> **Your goal**
Restate all entries exactly.

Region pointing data
........
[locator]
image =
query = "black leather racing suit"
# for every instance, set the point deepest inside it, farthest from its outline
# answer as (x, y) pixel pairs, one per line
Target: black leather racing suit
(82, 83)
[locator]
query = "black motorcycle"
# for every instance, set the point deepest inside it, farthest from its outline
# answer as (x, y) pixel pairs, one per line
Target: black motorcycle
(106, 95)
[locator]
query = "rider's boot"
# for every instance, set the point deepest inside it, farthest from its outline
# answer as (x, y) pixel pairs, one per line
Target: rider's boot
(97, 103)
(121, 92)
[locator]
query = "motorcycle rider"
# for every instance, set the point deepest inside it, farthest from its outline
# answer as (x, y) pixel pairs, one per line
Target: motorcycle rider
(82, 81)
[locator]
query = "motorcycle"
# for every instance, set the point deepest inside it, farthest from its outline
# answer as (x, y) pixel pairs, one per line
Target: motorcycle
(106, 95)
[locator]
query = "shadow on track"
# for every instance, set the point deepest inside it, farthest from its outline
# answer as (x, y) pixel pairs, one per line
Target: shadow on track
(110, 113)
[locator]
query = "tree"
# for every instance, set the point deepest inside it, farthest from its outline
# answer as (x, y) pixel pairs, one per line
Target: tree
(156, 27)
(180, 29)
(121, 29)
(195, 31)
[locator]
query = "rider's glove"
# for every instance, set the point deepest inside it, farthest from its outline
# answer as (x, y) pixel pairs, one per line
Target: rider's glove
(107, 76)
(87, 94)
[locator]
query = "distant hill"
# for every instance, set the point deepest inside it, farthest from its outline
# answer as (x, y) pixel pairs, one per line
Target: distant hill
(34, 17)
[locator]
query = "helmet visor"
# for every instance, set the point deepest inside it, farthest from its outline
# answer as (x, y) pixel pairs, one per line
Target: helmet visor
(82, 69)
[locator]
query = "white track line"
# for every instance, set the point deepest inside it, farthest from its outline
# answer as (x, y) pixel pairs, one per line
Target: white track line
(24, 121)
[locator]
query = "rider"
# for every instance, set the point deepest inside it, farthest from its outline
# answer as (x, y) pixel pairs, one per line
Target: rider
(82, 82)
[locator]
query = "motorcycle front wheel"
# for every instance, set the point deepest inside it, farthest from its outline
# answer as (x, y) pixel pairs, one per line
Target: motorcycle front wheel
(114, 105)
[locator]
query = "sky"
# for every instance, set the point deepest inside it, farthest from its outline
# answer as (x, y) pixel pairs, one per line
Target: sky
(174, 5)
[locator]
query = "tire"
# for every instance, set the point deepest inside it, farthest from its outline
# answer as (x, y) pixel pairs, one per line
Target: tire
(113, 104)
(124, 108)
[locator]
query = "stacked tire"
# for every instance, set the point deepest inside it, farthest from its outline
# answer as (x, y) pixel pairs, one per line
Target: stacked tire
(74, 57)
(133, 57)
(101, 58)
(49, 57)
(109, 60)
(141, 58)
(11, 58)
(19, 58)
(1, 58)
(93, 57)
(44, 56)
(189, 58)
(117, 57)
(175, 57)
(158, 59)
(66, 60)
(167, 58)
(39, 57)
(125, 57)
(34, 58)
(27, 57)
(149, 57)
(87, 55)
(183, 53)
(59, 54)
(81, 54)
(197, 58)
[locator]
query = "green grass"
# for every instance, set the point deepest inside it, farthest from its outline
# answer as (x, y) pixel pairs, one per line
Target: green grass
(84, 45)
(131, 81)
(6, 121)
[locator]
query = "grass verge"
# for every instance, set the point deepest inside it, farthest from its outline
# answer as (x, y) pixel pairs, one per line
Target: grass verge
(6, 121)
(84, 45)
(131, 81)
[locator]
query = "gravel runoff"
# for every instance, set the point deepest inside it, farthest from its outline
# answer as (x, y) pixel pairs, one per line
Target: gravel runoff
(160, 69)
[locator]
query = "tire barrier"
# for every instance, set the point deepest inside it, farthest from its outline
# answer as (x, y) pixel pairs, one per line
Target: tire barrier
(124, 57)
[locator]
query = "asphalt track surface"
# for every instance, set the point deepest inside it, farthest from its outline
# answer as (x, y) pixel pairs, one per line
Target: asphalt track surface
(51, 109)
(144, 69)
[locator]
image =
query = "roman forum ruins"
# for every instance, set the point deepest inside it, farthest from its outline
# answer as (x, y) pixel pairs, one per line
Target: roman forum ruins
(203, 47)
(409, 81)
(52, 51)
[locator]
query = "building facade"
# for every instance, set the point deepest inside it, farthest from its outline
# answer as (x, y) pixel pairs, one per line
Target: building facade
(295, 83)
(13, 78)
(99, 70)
........
> **The completed task**
[locator]
image =
query = "black leather racing suit"
# for every instance, set the point deepest inside it, farthest from its outline
# answer as (x, y) pixel pairs, one per line
Target: black leather racing suit
(82, 83)
[locator]
query = "black motorcycle"
# for every instance, set the point deepest inside it, farthest from its outline
# answer as (x, y) pixel pairs, one per line
Target: black motorcycle
(106, 95)
[locator]
query = "rider's boot"
# for every instance, set the point deepest inside it, farthest from its outline
# answer as (x, y) pixel pairs, one per line
Target: rider's boot
(97, 103)
(121, 92)
[locator]
query = "motorcycle rider"
# for every instance, set the point deepest inside it, farthest from its outline
# answer as (x, y) pixel pairs, one per line
Target: motorcycle rider
(82, 81)
[locator]
query = "motorcycle"
# for every instance, set the point deepest inside it, farthest from its outline
# answer as (x, y) pixel pairs, one per line
Target: motorcycle
(106, 95)
[locator]
query = "shadow on track"
# for every instance, set the point deepest inside it, farthest from its outline
# answer as (x, y) pixel pairs, one per line
Target: shadow on track
(110, 113)
[locator]
query = "tree"
# for every instance, set the point deepest inside it, farthest from its outline
# answer as (x, y) pixel pairs, one per line
Target: tree
(156, 27)
(180, 29)
(121, 29)
(195, 31)
[locator]
query = "rider's glove"
# for every instance, set the point deepest inside it, farthest from its outline
# answer as (x, y) pixel pairs, one per line
Target: rider's glove
(107, 76)
(87, 94)
[locator]
query = "distant hill"
# for every instance, set the point deepest inside it, farthest from its outline
# answer as (x, y) pixel pairs, one per line
Target: distant hill
(34, 17)
[locator]
query = "helmet visor"
# for every instance, set the point deepest inside it, farthest from its outline
# answer as (x, y) pixel pairs, one per line
Target: helmet visor
(82, 69)
[locator]
query = "white track line"
# for every instance, set the point deepest inside it, farthest from its outline
# answer as (x, y) pixel pairs, one per line
Target: white track line
(24, 121)
[locator]
query = "rider"
# for every instance, set the point deepest inside it, farthest from its outline
# answer as (x, y) pixel pairs, one per line
Target: rider
(82, 82)
[locator]
query = "motorcycle front wheel"
# for every instance, set the point deepest inside it, farthest from its outline
# answer as (x, y) pixel pairs, one per line
Target: motorcycle front wheel
(114, 105)
[locator]
query = "sky"
# for every instance, set the point deepest inside it, farthest from its outline
# answer as (x, y) pixel pairs, one per line
Target: sky
(174, 5)
[locator]
query = "tire"
# for every instance, set the point deepest inside it, farthest from its outline
# answer as (x, y) pixel pairs, one per line
Target: tire
(113, 104)
(124, 108)
[locator]
query = "stacked tire"
# for every instance, set the point deepest inside it, farthest from its outline
# answer as (x, y) pixel pairs, one per line
Target: stacked tire
(74, 57)
(133, 57)
(101, 58)
(49, 57)
(109, 60)
(141, 58)
(11, 58)
(19, 58)
(1, 58)
(93, 57)
(44, 56)
(189, 58)
(117, 57)
(175, 57)
(158, 59)
(66, 60)
(167, 58)
(39, 57)
(125, 57)
(34, 58)
(27, 57)
(149, 57)
(87, 55)
(183, 53)
(59, 54)
(81, 54)
(197, 58)
[locator]
query = "green grass"
# for every instance, set the point deepest inside it, farthest from its outline
# answer as (x, y) pixel pairs, one per line
Target: green grass
(84, 45)
(131, 81)
(6, 121)
[locator]
query = "grass verge"
# for every instance, set the point deepest inside it, farthest from its outline
# answer as (x, y) pixel pairs, one per line
Target: grass verge
(6, 121)
(84, 45)
(131, 81)
[locator]
query = "gravel runoff"
# for every instance, set the point deepest inside it, farthest from its outline
# answer as (x, y) pixel pairs, one per line
Target: gravel runoff
(160, 69)
[locator]
query = "tire barrier"
# for every instance, set the point deepest inside it, farthest from its outline
# answer as (x, y) pixel pairs, one per line
Target: tire barrier
(124, 57)
[locator]
query = "asphalt track surface"
# for every instance, set the point deepest inside it, farthest from its outline
# answer as (x, y) pixel pairs, one per line
Target: asphalt track surface
(51, 109)
(144, 69)
[locator]
image =
query = "roman forum ruins"
# for every instance, set the point deepest inside it, farthest from its outline
# answer as (x, y) pixel pairs, one per line
Target: roman forum ruins
(203, 47)
(409, 81)
(52, 51)
[locator]
query = "building facade"
# for every instance, set the point deepest inside it, farthest from its outline
# answer as (x, y) pixel pairs, one per line
Target: building facade
(295, 83)
(13, 78)
(99, 70)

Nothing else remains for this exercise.